Text to read:
===

Note that my configuration forces SASL clients only unless they are on internal network. So users will need relatively new email clients to send mail.

----------

## UberLord

 *nasher wrote:*   

> 
> 
> users can email without authentication to postfix because i have permit network, the solution is not to do this? they need to auth agains /etc/passwd when they are sending an email ?!

 

They have to auth against something as you don't know any network details from where they may be sending from!

----------

## nasher

oh man

i changed the mydomain parameter

now i've the following error  :Neutral: |

554 <asd@asd.orgl>: Recipient address rejected: Access denied

----------

## nasher

owye

problem solved

there was an other     -o smtpd_recipient_restrictions= in my master.cf that points to an other ip

i changed it into 

192.168.0.254:smtp        inet  n       -       n       -       - smtpd

    -o content_filter=

    -o local_recipient_maps=

    -o relay_recipient_maps=

    -o smtpd_restriction_classes=

    -o smtpd_client_restrictions=

    -o smtpd_helo_restrictions=

    -o smtpd_sender_restrictions=

    -o smtpd_recipient_restrictions=check_relay_domains,permit_mynetworks,reject

    -o mynetworks=127.0.0.0/8,192.168.0.0/24

    -o strict_rfc821_envelopes=yes

    -o smtpd_error_sleep_time=0

    -o smtpd_soft_error_limit=1001

    -o smtpd_hard_error_limit=1000

and it works now

----------

===

Write out the passage of the Postfix thread between "## UberLord" and "be sending from!", inclusive, keeping every word unchanged. The data has no connection to the Postfix thread above.

Data extract:
===

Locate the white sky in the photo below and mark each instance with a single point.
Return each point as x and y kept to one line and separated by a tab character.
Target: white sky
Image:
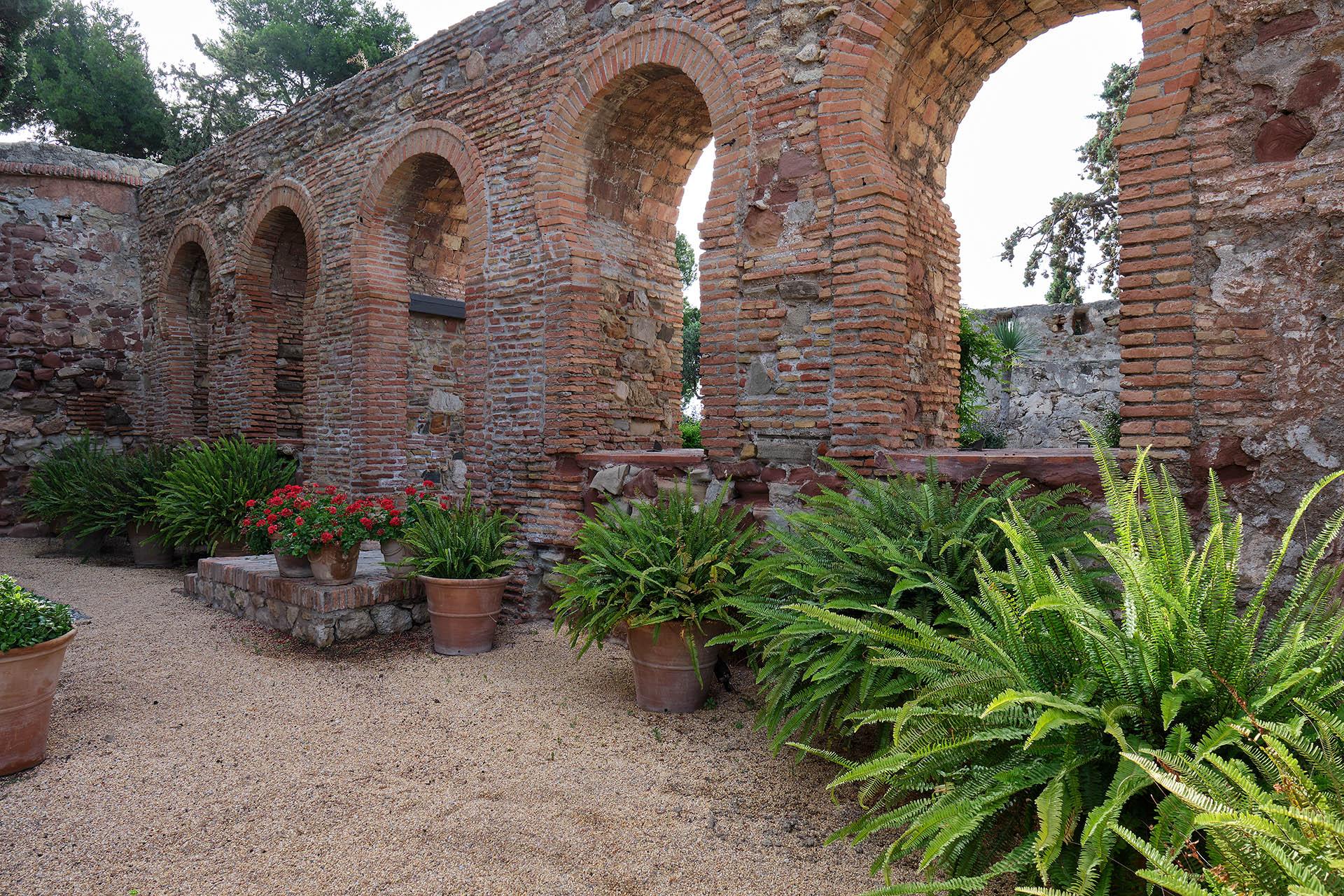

===

Written solution:
## UberLord

 *nasher wrote:*   

> 
> 
> users can email without authentication to postfix because i have permit network, the solution is not to do this? they need to auth agains /etc/passwd when they are sending an email ?!

 

They have to auth against something as you don't know any network details from where they may be sending from!